[start AVAILABLE DATA]

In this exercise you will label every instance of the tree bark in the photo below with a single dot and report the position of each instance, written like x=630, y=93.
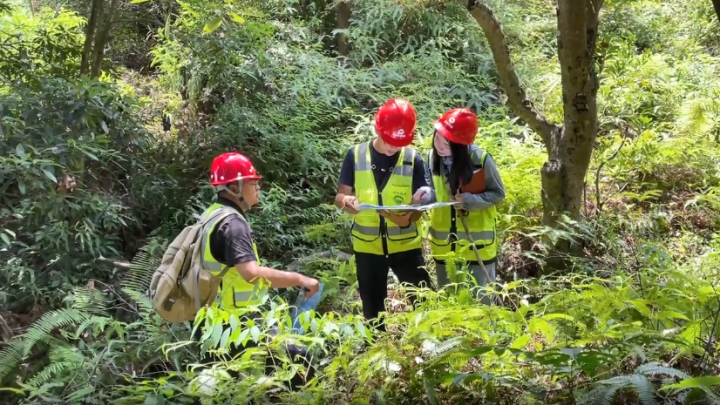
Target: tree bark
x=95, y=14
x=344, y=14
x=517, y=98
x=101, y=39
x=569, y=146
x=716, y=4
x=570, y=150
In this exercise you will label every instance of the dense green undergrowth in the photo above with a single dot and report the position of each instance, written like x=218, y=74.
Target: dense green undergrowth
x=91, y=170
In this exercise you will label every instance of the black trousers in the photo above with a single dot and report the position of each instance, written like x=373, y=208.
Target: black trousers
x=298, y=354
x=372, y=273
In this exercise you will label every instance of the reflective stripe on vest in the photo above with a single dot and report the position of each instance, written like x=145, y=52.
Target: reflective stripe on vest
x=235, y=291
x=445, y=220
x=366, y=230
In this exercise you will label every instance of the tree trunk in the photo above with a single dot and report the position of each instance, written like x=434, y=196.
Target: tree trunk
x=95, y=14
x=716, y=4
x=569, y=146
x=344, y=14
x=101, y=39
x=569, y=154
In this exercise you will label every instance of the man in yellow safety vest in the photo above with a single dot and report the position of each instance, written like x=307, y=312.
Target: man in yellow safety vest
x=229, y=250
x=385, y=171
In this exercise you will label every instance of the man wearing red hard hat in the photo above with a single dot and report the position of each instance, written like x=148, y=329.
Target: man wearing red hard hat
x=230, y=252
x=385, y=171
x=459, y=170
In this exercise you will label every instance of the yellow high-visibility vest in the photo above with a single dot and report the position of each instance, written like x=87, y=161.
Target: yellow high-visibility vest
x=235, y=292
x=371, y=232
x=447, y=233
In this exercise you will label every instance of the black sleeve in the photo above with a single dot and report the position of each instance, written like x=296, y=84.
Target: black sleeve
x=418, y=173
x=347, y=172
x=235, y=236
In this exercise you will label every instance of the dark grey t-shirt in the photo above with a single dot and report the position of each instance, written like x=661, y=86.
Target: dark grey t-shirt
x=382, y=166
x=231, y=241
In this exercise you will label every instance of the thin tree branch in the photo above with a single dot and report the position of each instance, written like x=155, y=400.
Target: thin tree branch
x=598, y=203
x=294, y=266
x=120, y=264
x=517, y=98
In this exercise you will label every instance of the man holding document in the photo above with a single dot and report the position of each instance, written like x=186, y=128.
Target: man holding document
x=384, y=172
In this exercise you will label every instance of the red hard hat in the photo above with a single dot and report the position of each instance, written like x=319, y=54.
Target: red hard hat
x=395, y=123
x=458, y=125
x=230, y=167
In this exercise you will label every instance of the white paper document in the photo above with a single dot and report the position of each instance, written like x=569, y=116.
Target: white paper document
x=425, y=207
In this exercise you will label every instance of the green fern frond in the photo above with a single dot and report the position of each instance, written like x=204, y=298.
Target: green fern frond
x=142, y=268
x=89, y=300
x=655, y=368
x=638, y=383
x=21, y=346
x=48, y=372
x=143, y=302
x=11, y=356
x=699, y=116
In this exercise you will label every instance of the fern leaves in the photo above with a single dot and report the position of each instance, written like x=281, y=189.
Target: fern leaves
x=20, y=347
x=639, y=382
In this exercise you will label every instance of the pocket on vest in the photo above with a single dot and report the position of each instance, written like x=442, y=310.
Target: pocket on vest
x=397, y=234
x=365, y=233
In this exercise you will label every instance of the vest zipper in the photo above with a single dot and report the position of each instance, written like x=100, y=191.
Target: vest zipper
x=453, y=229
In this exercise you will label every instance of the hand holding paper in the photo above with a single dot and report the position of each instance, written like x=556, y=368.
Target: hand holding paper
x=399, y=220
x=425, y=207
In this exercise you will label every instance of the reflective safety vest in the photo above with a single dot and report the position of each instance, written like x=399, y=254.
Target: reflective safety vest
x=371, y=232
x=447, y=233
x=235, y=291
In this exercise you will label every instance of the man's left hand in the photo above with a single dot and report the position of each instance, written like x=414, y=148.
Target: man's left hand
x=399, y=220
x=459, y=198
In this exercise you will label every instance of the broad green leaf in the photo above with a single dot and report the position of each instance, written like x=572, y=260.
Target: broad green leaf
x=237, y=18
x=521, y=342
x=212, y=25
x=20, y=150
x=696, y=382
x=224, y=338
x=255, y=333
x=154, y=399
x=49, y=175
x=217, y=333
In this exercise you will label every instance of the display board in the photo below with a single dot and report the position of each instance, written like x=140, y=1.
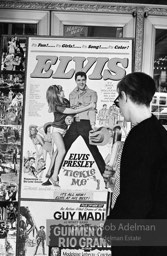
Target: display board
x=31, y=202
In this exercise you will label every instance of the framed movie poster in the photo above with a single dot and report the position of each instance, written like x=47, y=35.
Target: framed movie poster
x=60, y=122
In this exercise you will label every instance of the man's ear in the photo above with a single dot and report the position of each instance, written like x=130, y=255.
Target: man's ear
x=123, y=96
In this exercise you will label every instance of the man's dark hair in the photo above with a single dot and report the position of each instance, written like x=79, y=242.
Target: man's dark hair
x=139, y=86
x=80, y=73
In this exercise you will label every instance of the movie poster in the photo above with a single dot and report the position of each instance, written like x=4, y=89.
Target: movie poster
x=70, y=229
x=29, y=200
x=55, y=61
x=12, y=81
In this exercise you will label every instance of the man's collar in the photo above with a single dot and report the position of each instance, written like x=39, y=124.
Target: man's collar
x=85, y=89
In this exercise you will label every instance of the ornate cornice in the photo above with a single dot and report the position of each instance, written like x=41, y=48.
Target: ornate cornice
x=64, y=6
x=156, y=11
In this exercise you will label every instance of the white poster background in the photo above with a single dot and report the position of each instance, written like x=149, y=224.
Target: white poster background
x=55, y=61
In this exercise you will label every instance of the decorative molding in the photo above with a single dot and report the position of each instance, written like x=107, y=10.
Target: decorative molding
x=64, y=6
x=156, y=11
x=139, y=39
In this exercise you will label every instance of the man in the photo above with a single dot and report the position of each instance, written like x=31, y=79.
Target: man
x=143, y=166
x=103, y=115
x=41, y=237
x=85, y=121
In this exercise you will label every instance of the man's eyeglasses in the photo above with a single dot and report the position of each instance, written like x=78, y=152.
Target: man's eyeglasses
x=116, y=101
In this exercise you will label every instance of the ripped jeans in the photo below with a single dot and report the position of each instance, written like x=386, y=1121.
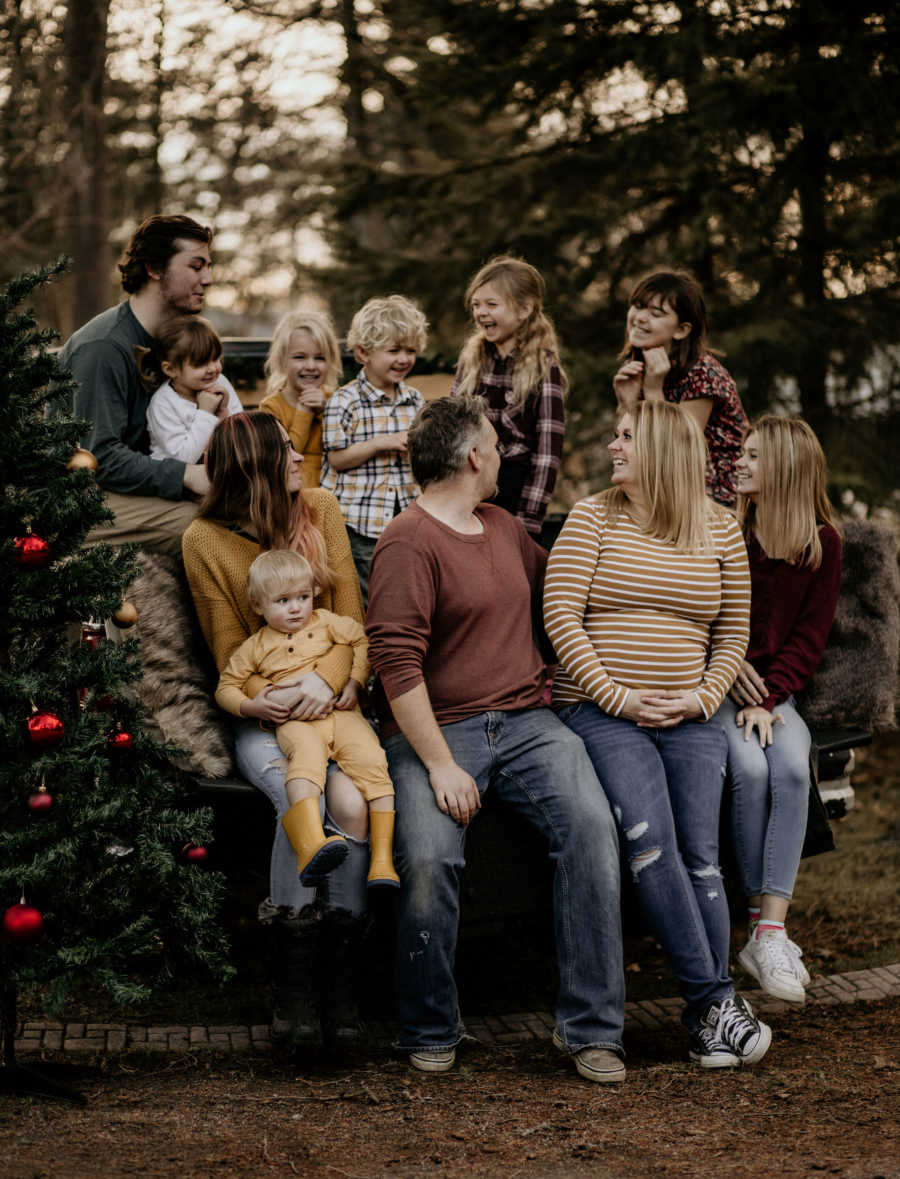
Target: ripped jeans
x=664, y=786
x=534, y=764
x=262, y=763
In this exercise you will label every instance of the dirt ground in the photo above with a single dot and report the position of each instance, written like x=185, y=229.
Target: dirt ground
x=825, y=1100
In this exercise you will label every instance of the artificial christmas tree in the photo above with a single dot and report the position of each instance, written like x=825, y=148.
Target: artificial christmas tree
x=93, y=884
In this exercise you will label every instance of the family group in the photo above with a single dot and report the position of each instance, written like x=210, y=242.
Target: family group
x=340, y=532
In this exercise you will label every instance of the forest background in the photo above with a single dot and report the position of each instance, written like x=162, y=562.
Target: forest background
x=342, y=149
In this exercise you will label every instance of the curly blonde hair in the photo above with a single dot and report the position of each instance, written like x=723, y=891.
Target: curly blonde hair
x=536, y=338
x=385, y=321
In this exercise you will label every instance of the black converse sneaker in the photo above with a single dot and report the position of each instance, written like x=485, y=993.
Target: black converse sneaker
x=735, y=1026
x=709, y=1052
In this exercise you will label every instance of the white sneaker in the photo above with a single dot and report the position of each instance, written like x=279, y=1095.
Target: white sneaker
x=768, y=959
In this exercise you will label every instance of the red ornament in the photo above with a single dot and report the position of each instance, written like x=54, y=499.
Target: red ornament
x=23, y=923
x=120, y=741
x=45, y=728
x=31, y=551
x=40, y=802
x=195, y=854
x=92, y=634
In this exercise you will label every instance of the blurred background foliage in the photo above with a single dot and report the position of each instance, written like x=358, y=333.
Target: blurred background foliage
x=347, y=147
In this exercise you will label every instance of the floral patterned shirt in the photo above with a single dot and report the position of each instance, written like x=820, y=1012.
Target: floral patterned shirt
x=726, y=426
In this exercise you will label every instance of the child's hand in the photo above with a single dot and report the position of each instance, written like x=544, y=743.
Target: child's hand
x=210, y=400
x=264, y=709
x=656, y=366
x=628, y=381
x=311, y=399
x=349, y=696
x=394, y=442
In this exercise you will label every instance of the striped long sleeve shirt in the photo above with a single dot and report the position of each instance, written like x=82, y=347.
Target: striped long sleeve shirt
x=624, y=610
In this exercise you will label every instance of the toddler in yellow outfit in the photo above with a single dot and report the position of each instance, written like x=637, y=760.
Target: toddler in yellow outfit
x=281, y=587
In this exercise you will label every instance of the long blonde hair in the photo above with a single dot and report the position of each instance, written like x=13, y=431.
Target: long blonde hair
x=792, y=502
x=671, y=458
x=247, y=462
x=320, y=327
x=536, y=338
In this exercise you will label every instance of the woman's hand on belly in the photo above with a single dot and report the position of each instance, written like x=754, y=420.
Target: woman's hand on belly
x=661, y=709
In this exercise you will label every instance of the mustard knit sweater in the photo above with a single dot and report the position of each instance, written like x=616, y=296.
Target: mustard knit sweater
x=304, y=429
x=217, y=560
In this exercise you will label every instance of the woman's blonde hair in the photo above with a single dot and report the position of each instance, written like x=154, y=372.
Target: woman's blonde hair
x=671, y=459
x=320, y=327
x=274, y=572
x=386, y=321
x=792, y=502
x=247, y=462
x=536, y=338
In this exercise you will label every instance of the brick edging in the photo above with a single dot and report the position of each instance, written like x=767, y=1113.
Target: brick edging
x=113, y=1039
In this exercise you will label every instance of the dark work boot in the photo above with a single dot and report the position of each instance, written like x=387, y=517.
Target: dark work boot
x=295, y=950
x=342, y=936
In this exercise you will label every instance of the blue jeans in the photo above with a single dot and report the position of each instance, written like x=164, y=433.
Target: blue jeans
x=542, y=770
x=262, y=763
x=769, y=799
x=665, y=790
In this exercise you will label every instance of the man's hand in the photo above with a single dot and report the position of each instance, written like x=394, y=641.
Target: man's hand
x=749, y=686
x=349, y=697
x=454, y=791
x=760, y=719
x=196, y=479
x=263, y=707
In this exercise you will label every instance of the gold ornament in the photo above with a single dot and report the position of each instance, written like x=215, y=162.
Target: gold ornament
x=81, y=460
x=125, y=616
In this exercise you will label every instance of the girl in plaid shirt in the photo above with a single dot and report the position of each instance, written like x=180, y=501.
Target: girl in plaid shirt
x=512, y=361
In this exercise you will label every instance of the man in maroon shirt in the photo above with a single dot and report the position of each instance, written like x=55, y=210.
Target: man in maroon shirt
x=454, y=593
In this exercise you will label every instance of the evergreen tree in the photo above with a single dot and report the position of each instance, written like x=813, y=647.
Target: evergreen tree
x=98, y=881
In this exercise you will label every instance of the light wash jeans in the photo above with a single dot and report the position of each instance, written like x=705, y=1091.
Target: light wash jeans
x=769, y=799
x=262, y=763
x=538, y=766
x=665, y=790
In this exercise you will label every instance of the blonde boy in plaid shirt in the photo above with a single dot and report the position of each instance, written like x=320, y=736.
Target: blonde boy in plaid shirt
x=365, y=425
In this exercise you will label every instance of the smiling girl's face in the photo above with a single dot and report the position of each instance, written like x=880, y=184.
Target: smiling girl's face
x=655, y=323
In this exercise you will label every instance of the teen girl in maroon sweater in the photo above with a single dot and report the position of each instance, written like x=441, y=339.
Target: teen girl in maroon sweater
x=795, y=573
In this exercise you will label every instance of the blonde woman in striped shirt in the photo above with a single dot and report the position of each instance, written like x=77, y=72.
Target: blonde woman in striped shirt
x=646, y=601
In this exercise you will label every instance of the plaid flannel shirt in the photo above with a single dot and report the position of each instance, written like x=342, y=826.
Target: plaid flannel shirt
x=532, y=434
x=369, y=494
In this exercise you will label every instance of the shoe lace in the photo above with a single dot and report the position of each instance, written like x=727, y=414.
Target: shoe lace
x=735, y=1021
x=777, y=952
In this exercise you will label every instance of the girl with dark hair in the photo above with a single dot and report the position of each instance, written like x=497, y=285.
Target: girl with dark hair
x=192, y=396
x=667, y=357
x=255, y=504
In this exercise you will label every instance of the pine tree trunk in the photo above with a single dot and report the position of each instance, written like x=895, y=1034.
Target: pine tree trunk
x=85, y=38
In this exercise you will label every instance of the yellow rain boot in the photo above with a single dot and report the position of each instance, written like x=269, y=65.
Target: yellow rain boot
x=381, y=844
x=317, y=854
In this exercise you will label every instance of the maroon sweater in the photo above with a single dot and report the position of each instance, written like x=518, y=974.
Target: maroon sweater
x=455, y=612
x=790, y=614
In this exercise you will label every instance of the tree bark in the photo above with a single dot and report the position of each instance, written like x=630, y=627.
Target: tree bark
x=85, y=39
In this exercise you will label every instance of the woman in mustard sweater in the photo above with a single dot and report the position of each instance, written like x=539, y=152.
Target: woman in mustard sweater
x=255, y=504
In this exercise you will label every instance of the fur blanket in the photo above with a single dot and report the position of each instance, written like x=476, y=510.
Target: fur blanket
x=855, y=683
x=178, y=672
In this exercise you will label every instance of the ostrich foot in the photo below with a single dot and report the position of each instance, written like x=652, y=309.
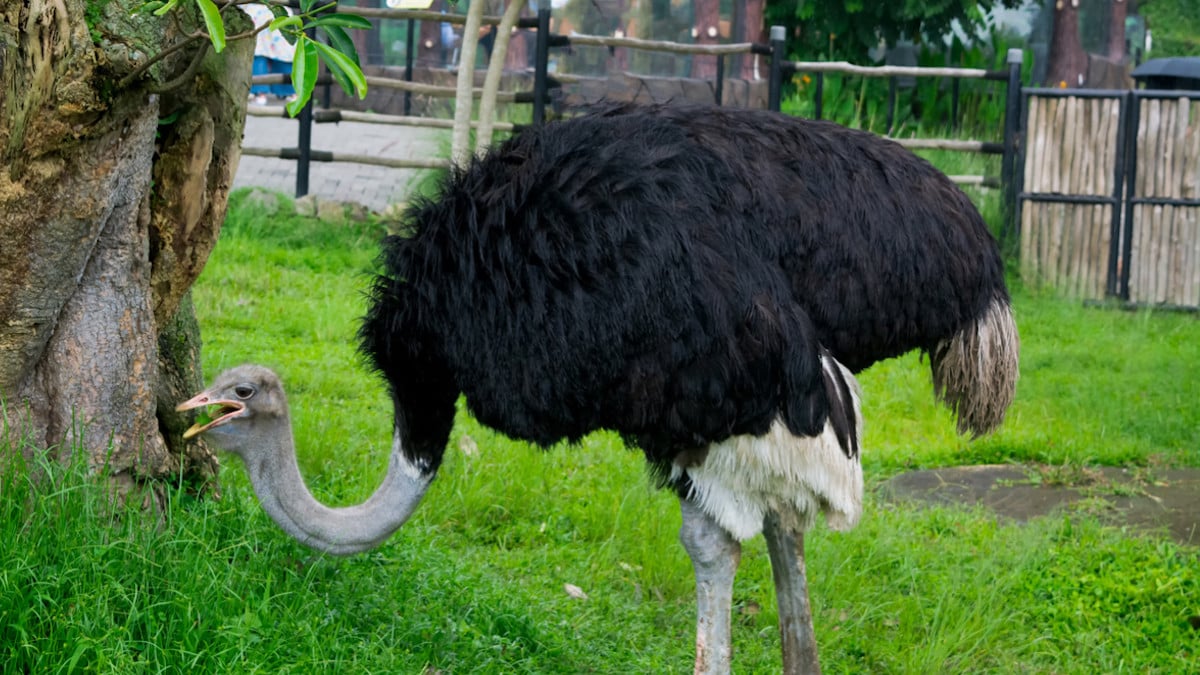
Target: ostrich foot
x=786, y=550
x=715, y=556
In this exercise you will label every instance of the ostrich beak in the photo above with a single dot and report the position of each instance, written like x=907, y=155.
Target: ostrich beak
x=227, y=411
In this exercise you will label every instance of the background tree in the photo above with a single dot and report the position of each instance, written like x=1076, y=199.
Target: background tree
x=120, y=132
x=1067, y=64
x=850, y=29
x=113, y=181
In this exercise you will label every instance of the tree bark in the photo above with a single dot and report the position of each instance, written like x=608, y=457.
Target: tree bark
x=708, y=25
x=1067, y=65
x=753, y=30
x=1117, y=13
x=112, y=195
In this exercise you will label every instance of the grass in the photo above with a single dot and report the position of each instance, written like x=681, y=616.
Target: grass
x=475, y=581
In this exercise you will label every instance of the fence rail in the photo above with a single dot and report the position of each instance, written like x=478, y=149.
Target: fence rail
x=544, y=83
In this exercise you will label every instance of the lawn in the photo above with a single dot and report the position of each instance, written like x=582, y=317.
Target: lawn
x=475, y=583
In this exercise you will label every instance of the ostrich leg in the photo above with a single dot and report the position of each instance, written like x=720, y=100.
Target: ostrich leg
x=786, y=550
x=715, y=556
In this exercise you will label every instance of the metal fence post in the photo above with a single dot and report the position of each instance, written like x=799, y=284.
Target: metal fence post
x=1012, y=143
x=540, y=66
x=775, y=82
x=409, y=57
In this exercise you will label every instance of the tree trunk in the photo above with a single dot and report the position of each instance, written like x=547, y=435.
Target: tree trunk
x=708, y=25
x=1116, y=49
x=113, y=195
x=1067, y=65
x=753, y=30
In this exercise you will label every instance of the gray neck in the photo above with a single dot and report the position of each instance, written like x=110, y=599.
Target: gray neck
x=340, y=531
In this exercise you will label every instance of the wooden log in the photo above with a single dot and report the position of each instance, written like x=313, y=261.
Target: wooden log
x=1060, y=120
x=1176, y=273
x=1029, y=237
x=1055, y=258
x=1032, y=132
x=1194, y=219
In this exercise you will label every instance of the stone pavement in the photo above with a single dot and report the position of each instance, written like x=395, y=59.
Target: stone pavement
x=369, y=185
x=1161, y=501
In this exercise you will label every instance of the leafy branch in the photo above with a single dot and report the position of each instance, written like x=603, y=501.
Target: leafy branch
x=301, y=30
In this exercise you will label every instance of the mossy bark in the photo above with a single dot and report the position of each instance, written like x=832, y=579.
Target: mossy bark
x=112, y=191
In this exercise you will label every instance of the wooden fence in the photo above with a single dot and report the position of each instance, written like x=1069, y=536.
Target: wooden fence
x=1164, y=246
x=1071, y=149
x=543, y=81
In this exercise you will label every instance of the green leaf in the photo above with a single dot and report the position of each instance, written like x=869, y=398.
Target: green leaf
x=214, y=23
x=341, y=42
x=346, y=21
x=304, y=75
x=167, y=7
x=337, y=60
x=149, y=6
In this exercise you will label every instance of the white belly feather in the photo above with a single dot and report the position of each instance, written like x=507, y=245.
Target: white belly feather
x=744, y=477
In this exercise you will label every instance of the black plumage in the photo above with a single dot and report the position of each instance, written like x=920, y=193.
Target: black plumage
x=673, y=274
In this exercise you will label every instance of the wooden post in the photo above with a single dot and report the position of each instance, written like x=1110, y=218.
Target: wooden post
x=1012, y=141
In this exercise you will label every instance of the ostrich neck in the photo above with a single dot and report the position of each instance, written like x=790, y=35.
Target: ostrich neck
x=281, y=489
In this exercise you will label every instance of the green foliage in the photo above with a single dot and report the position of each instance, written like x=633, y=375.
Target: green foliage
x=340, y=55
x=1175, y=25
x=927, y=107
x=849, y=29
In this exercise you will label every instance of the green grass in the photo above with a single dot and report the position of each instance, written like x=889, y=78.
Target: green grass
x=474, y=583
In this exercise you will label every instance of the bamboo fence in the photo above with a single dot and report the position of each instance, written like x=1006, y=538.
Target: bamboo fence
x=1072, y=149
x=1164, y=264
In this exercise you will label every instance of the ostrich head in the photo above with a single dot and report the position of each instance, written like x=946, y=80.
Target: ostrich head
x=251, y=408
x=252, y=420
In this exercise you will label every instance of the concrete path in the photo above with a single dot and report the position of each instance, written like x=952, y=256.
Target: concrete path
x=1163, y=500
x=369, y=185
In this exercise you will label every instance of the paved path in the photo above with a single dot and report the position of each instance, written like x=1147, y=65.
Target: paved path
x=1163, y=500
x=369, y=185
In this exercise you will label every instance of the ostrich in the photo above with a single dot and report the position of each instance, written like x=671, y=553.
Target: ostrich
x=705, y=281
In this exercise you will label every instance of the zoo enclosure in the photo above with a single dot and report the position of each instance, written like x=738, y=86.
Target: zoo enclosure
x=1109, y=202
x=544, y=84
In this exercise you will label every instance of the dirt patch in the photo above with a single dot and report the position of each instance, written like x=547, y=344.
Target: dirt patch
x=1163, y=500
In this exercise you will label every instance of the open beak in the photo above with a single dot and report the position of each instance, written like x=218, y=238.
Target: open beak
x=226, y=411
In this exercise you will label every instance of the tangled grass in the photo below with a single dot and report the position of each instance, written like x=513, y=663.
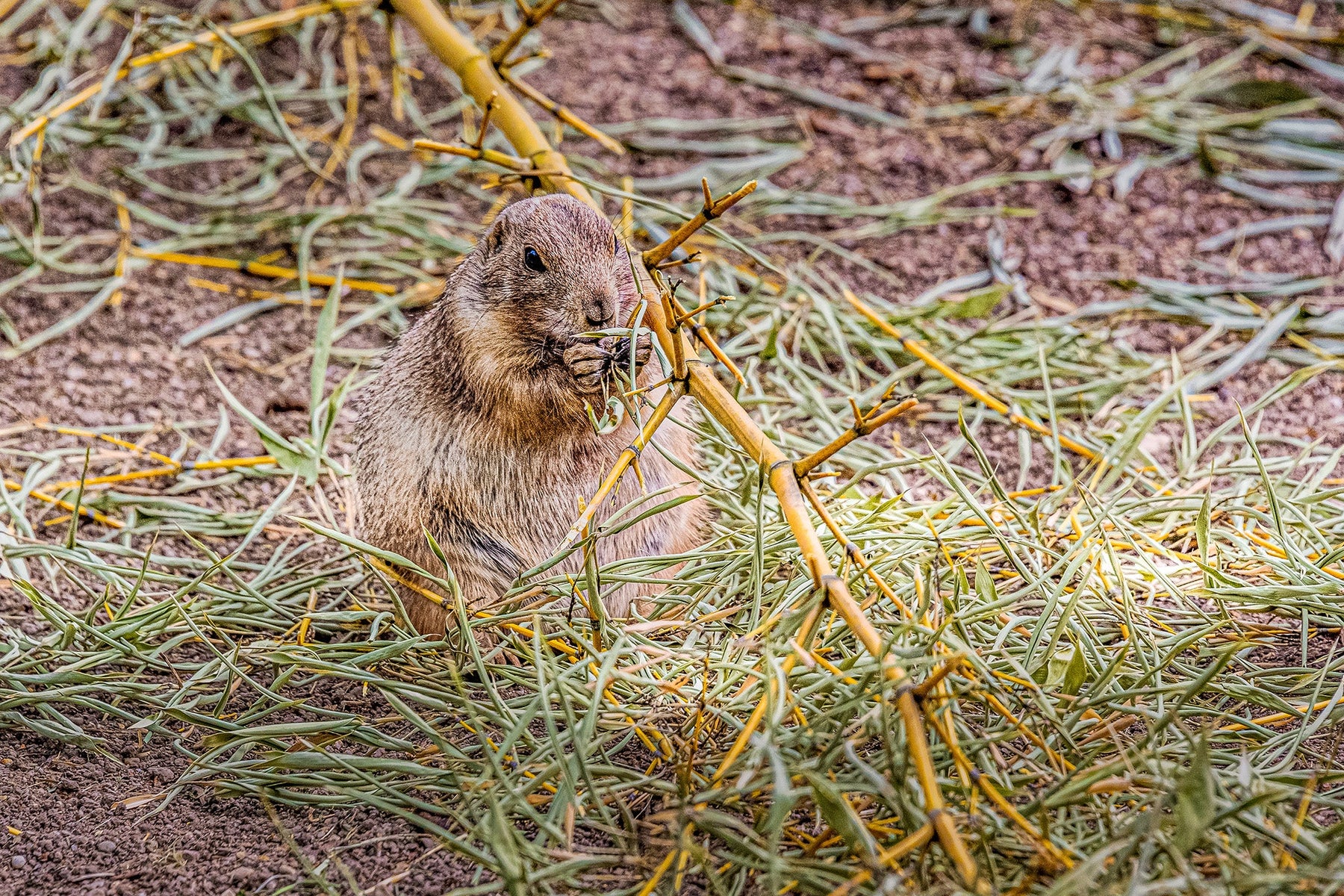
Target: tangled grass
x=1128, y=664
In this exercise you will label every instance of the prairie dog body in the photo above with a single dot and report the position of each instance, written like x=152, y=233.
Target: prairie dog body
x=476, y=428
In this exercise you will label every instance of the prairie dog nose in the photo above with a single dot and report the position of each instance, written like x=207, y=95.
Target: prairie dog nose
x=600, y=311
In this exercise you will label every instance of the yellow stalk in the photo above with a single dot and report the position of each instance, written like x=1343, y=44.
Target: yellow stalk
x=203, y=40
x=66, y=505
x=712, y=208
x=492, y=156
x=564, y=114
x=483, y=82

[end AVAILABLE DATA]

■ PROMPT ■
Copy the stretch of data from its start through the line containing "x=570, y=150", requests included, and scale every answer coordinate by 0.5, rounding to whole numbers with halves going up. Keep the requests and their sample coordinates unchanged, and leave the pictures out.

■ SOLUTION TO THIS PROBLEM ■
In this exercise you will label every instance of the tree bark in the photo below with a single dot and report the position of each instance, written like x=630, y=93.
Target: tree bark
x=48, y=7
x=172, y=7
x=259, y=49
x=51, y=20
x=285, y=73
x=358, y=2
x=285, y=75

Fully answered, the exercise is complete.